**TASKS FOR THIS EXERCISE:**
a. Return the Wanapum passage word for word from "In 1805, according" to "and physical characteristics.".
b. In the Wanapum passage, who was the chief who led the Wanapum when they greeted the Lewis and Clark Expedition in 1805?
c. Continue the Wanapum passage from the end of its last sentence.
[[ TEXT EXCERPT open ]]
In 1805, according to the journals of the Lewis and Clark Expedition, the Wanapum, led by their chief Cutssahnem, greeted the expedition and treated its members well, sharing food and entertainment. Captain Clark’s journals provide descriptions of their dwellings, clothing, and physical characteristics.

In the 1800s, a new Native religion, called Washane, Washani or "Dreamer Religion", was created by a spiritual leader of the Wanapum named Smohalla. Adherents to this religion believed that the white man would disappear, if rituals and traditional life was adhered to; instead of participating in armed conflicts, the people prayed. Whether due to this religion or for other reasons, the tribe never fought white settlers, did not sign a treaty with them, and as a result retained no federally recognized land rights.

In 1942 Franklin Matthias allowed about 30 Wanapum to remain in their winter camp, with access to their customary fishing ground in the middle of the federal reservation for the Hanford Engineer Works (part of the Manhattan Project), and provided daily trucks to transport them from their winter camp on the Columbia River. He did not believe that their loyalty could be questioned. But after WWII they were sealed off from graves and cultural sites on the Hanford site.
[[ TEXT EXCERPT closed ]]
[[ RECORDS SHOWN open ]]
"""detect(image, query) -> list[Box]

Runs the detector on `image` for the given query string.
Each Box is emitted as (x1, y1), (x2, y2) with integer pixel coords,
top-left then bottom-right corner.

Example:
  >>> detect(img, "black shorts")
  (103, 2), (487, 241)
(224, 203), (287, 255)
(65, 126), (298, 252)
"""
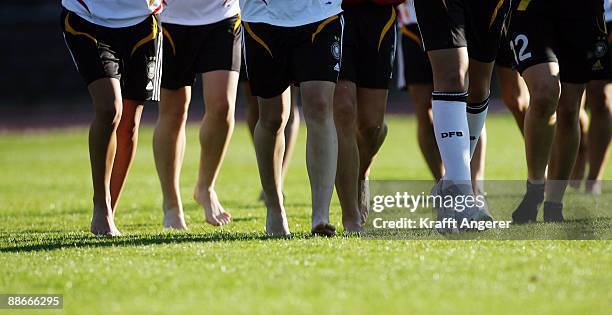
[[ RECORDS SHOWN closed ]]
**RESPONSES TO THE TASKS:**
a.
In 1805, according to the journals of the Lewis and Clark Expedition, the Wanapum, led by their chief Cutssahnem, greeted the expedition and treated its members well, sharing food and entertainment. Captain Clark’s journals provide descriptions of their dwellings, clothing, and physical characteristics.

b. Cutssahnem

c.
In 1953 the construction of the Priest Rapids Dam and the Wanapum Dam flooded the riverbanks where the Wanapum had lived in traditional tule houses.

==Heritage==
About 60 Wanapum petroglyphs were blasted from the rock before being flooded; they may be viewed at Ginkgo Petrified Forest State Park.

The Wanapum Heritage Center Museum displays artifacts of the time before the dams, while the Wanapum River Patrol keeps watch over the ancestral lands, monitoring locations of special significance to the Wanapum to protect those places from depredation, and also providing information to visitors.

The indigenist Washat Dreamers Religion that founded by Wanapum Smohalla in 1850 is still practiced by some members of other tribes.